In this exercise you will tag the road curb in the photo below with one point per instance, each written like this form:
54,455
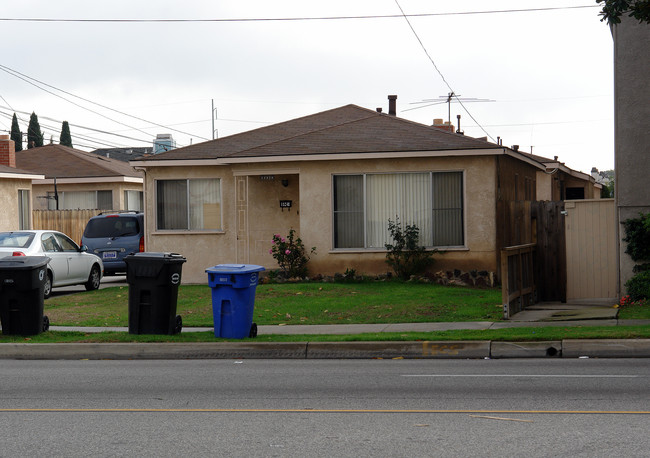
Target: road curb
603,348
606,348
526,349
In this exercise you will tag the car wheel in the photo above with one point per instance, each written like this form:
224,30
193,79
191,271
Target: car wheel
47,288
93,279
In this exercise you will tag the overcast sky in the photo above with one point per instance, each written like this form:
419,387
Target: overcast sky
544,78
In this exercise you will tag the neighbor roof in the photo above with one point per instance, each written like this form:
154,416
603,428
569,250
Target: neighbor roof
57,161
12,172
124,154
347,129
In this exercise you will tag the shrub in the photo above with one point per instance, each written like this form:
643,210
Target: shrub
290,254
637,237
638,287
406,257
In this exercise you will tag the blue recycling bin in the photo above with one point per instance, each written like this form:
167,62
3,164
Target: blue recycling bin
233,299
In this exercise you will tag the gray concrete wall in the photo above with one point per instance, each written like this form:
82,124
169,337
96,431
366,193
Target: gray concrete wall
632,135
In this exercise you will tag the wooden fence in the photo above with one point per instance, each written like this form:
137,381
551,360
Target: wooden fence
518,288
70,222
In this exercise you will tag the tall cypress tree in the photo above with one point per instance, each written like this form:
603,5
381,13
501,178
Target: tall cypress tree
34,134
65,139
16,134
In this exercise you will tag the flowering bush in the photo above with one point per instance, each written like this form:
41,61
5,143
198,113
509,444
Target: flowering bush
290,254
627,301
406,256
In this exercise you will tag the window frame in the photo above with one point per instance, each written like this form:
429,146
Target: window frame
364,176
187,230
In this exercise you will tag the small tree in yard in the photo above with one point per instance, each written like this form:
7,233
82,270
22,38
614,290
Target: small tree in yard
16,134
34,134
65,138
290,254
406,256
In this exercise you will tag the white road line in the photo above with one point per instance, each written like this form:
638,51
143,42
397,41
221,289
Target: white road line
524,375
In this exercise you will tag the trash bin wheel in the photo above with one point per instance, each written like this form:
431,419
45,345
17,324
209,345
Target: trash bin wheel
47,287
179,324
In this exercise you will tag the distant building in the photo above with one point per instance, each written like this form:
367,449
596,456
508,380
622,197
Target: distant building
123,154
163,142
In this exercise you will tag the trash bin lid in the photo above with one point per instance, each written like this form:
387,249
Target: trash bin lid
147,255
23,262
234,268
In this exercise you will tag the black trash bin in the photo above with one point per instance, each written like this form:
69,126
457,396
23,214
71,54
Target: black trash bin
153,280
22,279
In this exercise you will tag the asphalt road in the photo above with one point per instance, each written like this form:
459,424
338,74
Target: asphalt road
117,280
577,407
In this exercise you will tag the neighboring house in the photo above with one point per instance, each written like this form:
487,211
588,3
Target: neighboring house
631,133
15,189
83,180
559,182
336,178
123,154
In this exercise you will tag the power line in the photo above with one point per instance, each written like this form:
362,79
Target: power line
288,19
25,78
452,93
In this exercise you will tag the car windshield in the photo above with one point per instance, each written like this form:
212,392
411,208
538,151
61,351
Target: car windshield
16,239
112,227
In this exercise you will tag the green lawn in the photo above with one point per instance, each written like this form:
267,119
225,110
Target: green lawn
300,303
322,303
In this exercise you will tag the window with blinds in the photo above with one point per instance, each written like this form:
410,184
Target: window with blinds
363,204
188,204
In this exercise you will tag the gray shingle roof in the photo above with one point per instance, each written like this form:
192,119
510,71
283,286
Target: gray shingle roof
348,129
64,162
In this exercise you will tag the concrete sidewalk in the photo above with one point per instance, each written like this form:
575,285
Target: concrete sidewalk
542,315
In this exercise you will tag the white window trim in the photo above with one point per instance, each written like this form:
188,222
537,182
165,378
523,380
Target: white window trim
335,250
157,231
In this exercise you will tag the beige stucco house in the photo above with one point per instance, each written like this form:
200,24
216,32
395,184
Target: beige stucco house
336,178
15,189
83,180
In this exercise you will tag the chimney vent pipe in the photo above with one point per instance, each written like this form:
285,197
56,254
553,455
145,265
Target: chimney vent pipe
392,105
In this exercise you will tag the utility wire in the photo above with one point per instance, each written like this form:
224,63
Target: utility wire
83,127
452,93
26,78
287,19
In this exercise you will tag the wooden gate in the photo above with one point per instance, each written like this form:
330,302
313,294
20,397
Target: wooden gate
550,262
591,250
70,222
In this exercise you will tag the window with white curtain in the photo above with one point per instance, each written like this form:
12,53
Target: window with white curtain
81,200
188,204
133,201
363,204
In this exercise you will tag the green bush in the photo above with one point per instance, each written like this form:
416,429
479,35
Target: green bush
638,287
406,257
637,237
290,254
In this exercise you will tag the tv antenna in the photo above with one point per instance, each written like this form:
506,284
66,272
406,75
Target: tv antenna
448,99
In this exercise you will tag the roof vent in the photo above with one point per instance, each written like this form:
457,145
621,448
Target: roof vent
392,105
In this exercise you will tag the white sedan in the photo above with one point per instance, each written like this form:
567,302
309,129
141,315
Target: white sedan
68,265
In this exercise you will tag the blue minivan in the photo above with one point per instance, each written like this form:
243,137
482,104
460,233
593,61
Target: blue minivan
114,236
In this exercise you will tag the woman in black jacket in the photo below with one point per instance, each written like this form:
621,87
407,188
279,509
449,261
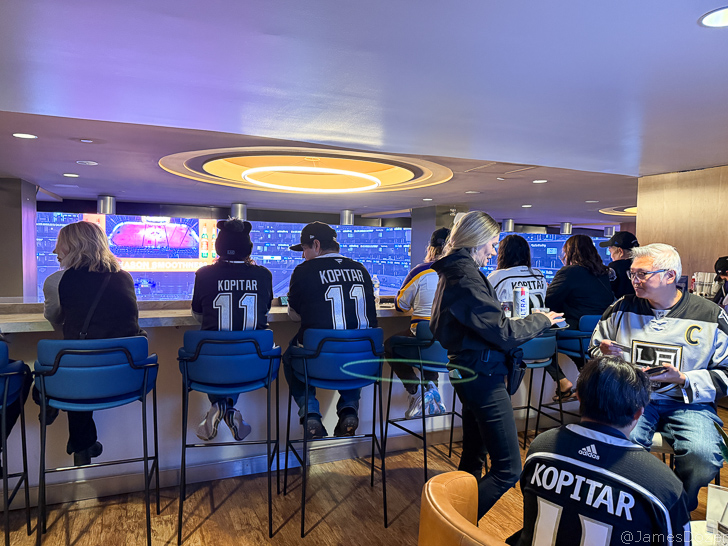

● **WORK ITEM**: Repeat the material above word for word, please, apart from its images.

● **RESULT FOR THIS EXERCISE**:
In this exercise you will tag the road curb in the photo below with one point per instance, each written like this form:
54,455
Target: road curb
603,348
606,348
526,349
In this exercise you will tag the car wheel in the photo above with one point per instance, each written like this form:
224,30
193,79
191,271
Target: car wheel
47,288
93,279
In this exercise you will tag the overcast sky in the photo above with one point per instance, each written like this form:
419,387
Target: overcast sky
544,78
In this exercise you will tag the neighbor roof in the photo above with one point per instance, each written like this form:
154,416
603,428
569,250
Target: neighbor roof
57,161
12,172
124,154
347,129
In this exercise you will tag the shrub in the photo above with one point per instance, each written like this form:
643,210
Target: shrub
290,254
637,237
638,287
406,257
In this exercise you will tag the blue recycling bin in the photo above with one point per instance, each written like this form:
167,62
3,164
Target: blue recycling bin
233,299
In this exercise you will tag the gray concrete wall in the photo above with one point per instance, each written like this form:
82,124
169,337
96,431
366,193
Target: gray concrete wall
632,135
In this exercise you will tag the wooden fence in the photo above with one point per instance, each written like this form:
137,381
551,360
Target: wooden fence
518,288
70,222
In this exercise you will tag the tall cypress tree in the photo above with one point per instance, each written like this form:
603,5
381,13
501,178
Target: tall cypress tree
34,134
65,139
16,134
In this exercise you will tag the flowering bush in the photo above with one point per instance, each written like this form:
41,61
5,143
198,113
509,444
Target: flowering bush
290,254
627,301
406,256
In this exercise you will tag the window frame in the photo above with one point per instance, each written like this form:
429,146
Target: window frame
364,176
187,230
In this exercise you will tag the small tree in yard in the photo above with one point per instance, each written like this form:
7,233
82,270
22,38
614,290
Target: small tree in yard
16,134
34,134
65,138
290,254
406,256
In this exercise you will tag the white road line in the photo above with one point per instance, each written like this form:
638,51
143,42
397,41
221,289
Target: white road line
524,375
In this exercise you will tag the trash bin wheel in the photo above with one point per instance, each written like this form:
431,419
45,345
17,324
209,345
Target: trash bin wheel
47,287
179,324
In this exercise you will tag the distant building in the photo above with one point per instance, each written like this form:
367,449
596,456
508,380
622,197
Target: distant building
123,154
163,142
In this exercise you will tag the trash bin lid in the photo above with one point per instance, each written like this form:
387,249
Target: trash bin lid
147,255
23,262
234,268
In this exercise you will tag the black trash bin in the photo above with one point per instance, each written like this form:
69,126
457,396
23,214
71,54
Target: black trash bin
153,280
22,279
In this exercise you will tag the asphalt road in the photo above with one point per instance, each written like this form:
459,424
338,74
Target: asphalt road
117,280
577,407
In this exercise you will tag the neighboring house in the photo above with one point per instance, each written like this form:
487,211
588,3
Target: neighboring house
631,133
15,189
83,180
559,182
336,178
123,154
In this exercise you will tag the power line in the photo above with one point per instance, each written like this form:
362,79
Target: power line
288,19
25,78
452,93
In this exercise you will tag the car windshield in the photo above with one point per instance, each written like this form:
212,392
411,208
538,151
61,351
Target: car windshield
16,239
112,227
In this exercise you will tag the green lawn in the photo above with one point per instance, each written like this form:
267,119
225,110
Target: green lawn
300,303
322,303
In this exercise you will tag the window with blinds in the photo above with one point per instance, each written like this form:
410,184
Target: window with blinds
363,204
188,204
In this exercise you will tag the gray shingle roof in the photo above with one point per instance, each written like this form:
192,119
510,71
283,286
Target: gray shingle roof
348,129
64,162
In this exercise you will tag the concrete sidewalk in the photo above with one point per instance, each written like this form:
575,285
Target: concrete sidewalk
542,315
In this exercise you will tag the white window trim in the photo above with one point per instance, each written like this form:
188,222
537,182
165,378
523,380
Target: white window trim
335,250
157,231
In this exercise you will tag the beige stucco house in the photo above with one point per instance, each written like this form:
200,24
216,32
395,184
Target: beige stucco house
336,178
15,189
83,180
In this exercise you will tag the chimney vent pipe in the photo above with one point per instance, each written like this form:
285,197
56,254
553,455
145,265
Target: chimney vent pipe
392,105
In this exercise you will tag the utility wire in the photo above with one point per instance, each written like this form:
224,63
Target: utility wire
83,127
452,93
26,78
287,19
In this exercise you will tag the wooden gate in the photo above with one point per instance, each written like this form:
330,302
313,294
20,397
Target: wooden gate
550,262
591,250
70,222
In this exercise you will tag the window with white curtain in the photo above with one point per instance, each written like this form:
12,53
Target: window with white curtain
81,200
188,204
133,201
363,204
In this exercise you will tag the green bush in the photo above with one point per instance, each written like this form:
416,429
479,35
Target: green bush
638,287
406,257
637,237
290,254
In this exercise you will tag the tv antenna in the photo above with one point per instance, each written like this form:
506,284
66,272
406,75
Target: tv antenna
448,99
In this exercise you will tag the roof vent in the photo above with one point per instance, each written like this form:
457,145
621,448
Target: roof vent
392,105
In this exercise you will tag the white sedan in the photo above with one point per instance, each written like this form:
567,302
309,129
141,315
Target: white sedan
68,265
In this exercise you will tag the blue minivan in the photo above with one point per instance, each written like this form:
243,137
482,104
460,233
593,61
Target: blue minivan
114,236
In this exercise you will tag the woman in black jacket in the photo below with one point per instance, each written like this form:
621,87
407,188
279,509
449,261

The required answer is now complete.